Wherever "distant" shows up in the records below, copy the whole line.

RECORDS SHOWN section start

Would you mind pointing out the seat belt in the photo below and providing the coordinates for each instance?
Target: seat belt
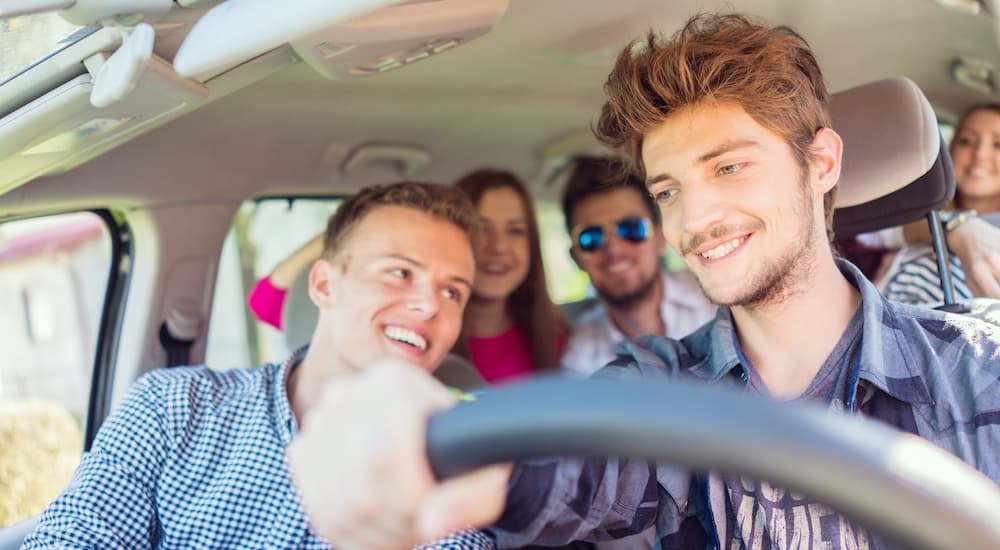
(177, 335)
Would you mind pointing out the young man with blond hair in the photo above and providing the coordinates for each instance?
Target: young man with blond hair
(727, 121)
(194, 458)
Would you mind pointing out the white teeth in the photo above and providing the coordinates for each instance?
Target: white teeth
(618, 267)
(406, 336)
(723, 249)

RECORDS SHOWN section end
RECORDS SHOWN section start

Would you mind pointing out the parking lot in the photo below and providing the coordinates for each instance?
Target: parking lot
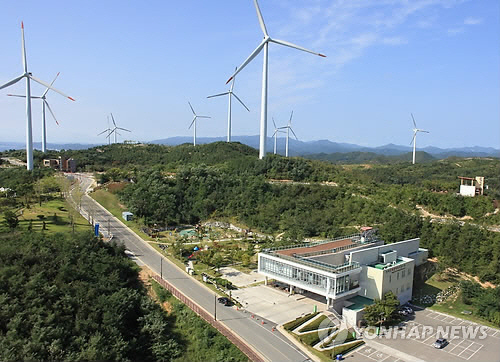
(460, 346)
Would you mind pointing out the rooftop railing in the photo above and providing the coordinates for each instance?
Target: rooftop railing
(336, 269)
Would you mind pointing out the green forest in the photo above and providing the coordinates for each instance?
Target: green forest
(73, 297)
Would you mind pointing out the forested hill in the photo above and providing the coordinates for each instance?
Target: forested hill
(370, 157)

RECORDS SHOWN section end
RECORDS SHOWN section start

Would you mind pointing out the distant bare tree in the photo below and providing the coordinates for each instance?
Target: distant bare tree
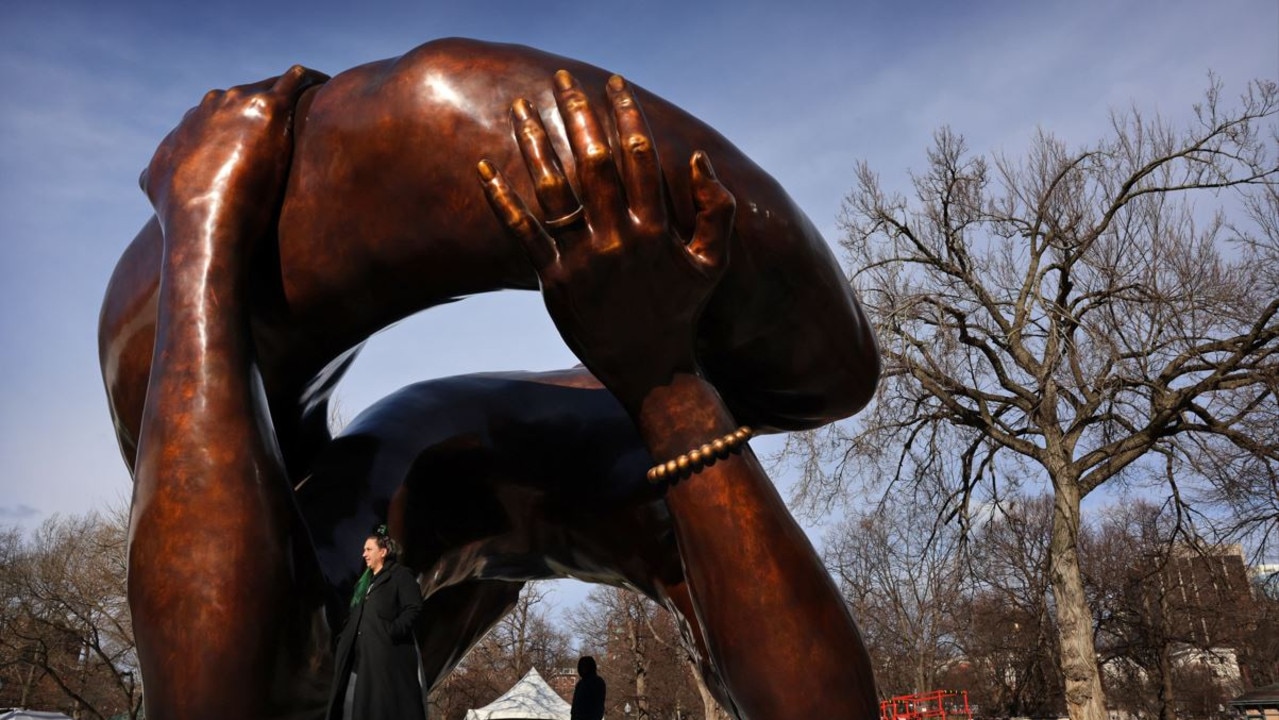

RECORDS SHOWN section end

- **EXPECTED ANSWER**
Would you mind pointing out the distant bare tree in the photo below and providing the coordinates for each instance?
Target: distant bare tree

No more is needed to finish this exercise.